* [Exercise description]:
In the records below, could you add 35 to every bounding-box coordinate in the answers and write out everything from the line containing "brick chimney visible." down to the line containing "[0,409,1024,511]", both of those lines and the requests between them included?

* [Input]:
───

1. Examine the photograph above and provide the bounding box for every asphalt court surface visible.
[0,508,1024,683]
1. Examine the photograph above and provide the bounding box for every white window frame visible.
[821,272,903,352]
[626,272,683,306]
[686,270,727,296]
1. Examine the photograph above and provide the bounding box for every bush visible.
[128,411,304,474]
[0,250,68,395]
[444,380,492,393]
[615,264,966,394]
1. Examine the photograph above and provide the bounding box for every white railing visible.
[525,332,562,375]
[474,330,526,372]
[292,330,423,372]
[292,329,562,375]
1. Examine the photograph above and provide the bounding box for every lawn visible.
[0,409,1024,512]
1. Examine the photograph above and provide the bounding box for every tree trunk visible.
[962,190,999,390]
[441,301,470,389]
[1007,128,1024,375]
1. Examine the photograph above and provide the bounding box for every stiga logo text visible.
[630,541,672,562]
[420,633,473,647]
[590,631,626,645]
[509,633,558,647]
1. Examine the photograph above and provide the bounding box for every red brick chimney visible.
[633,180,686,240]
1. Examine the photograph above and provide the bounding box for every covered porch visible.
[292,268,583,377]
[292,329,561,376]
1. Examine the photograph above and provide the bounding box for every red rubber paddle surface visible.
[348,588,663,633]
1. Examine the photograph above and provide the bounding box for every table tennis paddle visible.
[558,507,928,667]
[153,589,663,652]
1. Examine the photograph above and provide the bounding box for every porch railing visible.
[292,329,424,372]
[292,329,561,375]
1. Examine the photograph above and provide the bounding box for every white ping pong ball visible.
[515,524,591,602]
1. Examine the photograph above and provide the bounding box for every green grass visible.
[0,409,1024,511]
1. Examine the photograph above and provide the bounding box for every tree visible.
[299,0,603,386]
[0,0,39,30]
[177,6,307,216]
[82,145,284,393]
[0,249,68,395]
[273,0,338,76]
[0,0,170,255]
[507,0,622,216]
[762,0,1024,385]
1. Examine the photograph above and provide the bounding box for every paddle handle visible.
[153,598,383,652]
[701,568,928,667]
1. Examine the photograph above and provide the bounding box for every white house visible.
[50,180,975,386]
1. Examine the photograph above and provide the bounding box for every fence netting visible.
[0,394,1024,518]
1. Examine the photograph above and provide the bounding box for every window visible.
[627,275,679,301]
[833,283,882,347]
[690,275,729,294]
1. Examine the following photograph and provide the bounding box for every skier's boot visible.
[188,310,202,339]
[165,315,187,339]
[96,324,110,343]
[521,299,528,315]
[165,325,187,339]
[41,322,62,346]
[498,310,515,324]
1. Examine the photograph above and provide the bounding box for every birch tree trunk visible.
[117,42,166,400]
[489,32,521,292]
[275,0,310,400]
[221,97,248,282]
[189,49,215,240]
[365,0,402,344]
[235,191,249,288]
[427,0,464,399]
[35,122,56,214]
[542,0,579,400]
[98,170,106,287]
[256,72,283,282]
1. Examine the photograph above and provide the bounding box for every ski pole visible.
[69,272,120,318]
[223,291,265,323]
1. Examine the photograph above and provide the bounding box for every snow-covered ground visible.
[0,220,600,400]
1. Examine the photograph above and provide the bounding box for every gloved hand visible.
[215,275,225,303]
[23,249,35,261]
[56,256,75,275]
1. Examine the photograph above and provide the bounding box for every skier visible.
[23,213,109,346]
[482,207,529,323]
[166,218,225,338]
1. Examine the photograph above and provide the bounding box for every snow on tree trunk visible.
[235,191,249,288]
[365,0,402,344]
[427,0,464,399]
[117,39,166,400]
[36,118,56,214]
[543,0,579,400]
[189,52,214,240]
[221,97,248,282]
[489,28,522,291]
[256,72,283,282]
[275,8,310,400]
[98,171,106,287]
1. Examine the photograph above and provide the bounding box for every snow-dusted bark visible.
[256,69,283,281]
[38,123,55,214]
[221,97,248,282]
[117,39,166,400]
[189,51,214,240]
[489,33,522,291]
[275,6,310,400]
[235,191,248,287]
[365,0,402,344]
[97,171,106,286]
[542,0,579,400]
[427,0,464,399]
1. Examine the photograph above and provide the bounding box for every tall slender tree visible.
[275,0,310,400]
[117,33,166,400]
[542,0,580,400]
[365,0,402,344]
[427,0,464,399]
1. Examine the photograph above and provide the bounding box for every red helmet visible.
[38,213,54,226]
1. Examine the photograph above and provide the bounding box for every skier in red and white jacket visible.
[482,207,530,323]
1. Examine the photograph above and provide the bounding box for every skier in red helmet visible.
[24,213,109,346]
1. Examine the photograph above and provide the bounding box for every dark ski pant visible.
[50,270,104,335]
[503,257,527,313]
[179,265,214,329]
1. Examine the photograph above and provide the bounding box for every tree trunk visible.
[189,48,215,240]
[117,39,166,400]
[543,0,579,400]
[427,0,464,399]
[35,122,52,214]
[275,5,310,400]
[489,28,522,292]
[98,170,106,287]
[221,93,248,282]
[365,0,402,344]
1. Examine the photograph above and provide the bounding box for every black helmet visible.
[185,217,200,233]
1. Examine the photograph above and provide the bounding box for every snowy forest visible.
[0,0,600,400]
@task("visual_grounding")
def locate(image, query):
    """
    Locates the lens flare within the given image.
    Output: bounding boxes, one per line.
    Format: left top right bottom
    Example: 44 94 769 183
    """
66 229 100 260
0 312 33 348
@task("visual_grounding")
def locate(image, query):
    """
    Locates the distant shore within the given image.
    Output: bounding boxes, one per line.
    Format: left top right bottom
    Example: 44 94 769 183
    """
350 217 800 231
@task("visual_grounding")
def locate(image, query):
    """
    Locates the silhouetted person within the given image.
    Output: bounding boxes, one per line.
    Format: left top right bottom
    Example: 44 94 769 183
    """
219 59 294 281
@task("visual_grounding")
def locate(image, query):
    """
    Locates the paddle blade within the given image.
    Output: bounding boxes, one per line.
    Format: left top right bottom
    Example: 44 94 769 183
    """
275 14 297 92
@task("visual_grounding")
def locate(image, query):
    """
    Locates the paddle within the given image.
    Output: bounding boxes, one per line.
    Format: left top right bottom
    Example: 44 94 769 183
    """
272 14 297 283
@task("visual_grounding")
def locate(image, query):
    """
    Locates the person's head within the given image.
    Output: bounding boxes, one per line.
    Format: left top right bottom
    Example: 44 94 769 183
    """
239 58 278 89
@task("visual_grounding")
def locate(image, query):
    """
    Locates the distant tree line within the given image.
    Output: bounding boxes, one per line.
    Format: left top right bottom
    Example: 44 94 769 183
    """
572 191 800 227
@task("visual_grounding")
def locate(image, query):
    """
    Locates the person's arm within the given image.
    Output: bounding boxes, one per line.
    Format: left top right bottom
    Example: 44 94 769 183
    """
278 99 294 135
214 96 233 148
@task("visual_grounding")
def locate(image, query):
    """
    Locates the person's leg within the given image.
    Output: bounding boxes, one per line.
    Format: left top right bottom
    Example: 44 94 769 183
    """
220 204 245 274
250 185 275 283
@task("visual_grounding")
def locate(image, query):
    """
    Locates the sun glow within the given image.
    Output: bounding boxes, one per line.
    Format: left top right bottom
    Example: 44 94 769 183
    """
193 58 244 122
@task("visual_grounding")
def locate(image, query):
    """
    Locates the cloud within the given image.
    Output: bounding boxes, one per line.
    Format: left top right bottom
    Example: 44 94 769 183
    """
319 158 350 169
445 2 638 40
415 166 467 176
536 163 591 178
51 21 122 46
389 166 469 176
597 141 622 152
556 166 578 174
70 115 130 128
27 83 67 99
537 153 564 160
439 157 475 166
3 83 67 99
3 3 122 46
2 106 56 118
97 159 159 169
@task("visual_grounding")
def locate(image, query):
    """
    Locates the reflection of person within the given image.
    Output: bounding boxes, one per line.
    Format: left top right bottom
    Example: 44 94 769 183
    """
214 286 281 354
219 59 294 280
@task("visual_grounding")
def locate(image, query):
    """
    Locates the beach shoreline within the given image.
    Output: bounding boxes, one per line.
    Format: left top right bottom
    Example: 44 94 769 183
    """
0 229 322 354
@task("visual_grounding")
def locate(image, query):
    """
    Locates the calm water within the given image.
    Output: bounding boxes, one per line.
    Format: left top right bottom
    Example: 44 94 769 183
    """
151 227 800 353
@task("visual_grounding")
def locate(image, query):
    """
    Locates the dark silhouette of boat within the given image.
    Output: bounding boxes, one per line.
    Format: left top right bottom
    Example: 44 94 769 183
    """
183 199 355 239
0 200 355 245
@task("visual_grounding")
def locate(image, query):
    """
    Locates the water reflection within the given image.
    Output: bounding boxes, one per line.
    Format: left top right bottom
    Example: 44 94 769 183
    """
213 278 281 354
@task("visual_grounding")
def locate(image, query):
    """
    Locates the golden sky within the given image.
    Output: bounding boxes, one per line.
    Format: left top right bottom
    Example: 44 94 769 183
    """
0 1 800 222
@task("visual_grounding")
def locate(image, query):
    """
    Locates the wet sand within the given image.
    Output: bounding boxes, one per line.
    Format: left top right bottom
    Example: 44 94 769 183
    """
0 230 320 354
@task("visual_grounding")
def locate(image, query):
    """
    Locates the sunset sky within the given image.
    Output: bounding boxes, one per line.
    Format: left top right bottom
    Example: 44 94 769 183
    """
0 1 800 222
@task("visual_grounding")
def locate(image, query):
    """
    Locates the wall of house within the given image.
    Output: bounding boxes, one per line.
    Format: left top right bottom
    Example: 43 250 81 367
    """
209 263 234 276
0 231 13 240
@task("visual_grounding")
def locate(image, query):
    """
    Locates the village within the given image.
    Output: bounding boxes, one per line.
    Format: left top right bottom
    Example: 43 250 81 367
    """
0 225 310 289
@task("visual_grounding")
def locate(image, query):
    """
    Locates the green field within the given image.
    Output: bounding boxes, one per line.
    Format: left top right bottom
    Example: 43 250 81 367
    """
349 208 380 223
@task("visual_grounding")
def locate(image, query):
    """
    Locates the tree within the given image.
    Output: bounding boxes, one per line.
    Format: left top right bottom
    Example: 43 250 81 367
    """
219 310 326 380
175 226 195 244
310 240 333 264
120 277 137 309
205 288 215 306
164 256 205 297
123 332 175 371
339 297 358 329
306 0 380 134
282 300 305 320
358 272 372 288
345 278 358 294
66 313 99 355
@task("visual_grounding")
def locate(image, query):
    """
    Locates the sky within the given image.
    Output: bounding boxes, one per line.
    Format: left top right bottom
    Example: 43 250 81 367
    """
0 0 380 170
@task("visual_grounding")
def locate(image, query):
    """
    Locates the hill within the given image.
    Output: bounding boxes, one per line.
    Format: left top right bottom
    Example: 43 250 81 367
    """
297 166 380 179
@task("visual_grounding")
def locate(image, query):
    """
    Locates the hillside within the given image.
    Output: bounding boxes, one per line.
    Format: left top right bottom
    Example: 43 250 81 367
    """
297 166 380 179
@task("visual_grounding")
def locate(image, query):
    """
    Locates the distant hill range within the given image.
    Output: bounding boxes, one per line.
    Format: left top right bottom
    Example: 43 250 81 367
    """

───

* [Output for this exercise]:
1. Examine the photograph above and provide the bounding box for every red brick chimney visible.
[668,215,721,275]
1. Examine the photograph above and provide the bounding box for every covered porch visible.
[327,303,618,412]
[327,364,596,411]
1. Examine the photograph above and provide the bounding box for every red rubber paddle surface visible.
[383,623,698,668]
1. Examine the photograph above and provide the bounding box for every table tennis paddle visible.
[593,542,963,702]
[188,624,698,687]
1. Examine the photograph above and provide the bounding box for every porch railing visible.
[327,364,459,407]
[327,364,596,410]
1. Examine the photograph above and provide the bounding box for every white ping pong ball visible.
[550,559,626,637]
1. Examine the photograph above and provide the bounding box for every green grass visible.
[35,444,1059,546]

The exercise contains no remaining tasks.